[BEGIN SUPPLIED DATA]

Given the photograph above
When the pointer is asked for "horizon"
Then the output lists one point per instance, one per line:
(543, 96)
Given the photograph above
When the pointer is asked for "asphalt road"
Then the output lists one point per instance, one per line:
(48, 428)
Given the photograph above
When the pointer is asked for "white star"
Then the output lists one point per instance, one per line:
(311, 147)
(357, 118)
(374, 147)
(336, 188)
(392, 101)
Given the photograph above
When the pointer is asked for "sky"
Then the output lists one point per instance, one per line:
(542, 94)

[END SUPPLIED DATA]
[BEGIN SUPPLIED DATA]

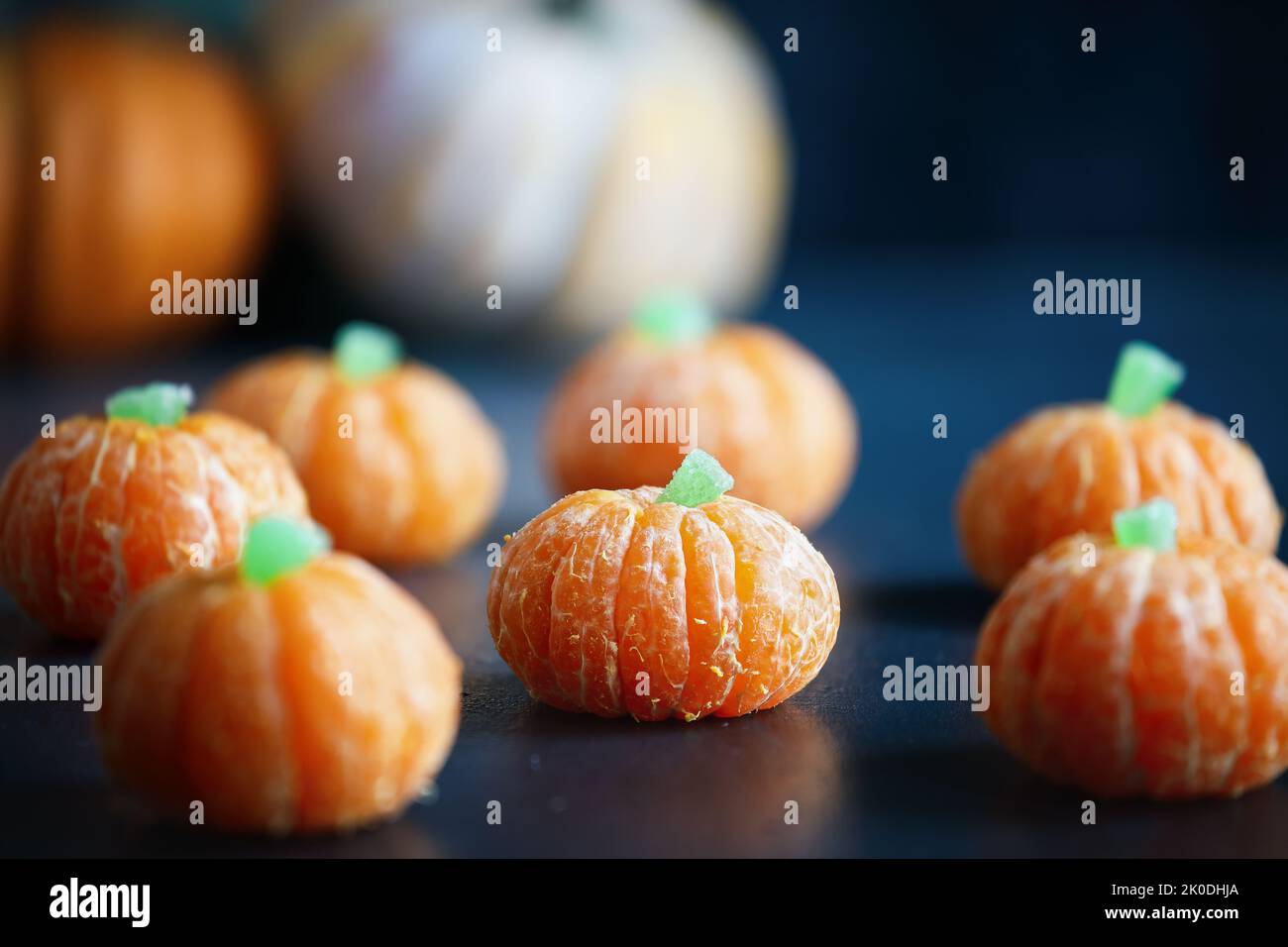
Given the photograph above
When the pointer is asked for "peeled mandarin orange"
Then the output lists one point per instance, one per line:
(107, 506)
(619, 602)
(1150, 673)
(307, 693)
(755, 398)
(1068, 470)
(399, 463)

[END SUPPLIED DATA]

> **EXERCISE GOAL**:
Locate each line in the data above that contains the word "When", and copy those lines out in full.

> **FINAL RESULT**:
When the pointer is asked for "horizon"
When the pointer is asked for "asphalt road"
When the pointer is asked for "white star"
When the pointer is asked for "sky"
When the pointer is asked for "peeled mandarin orange"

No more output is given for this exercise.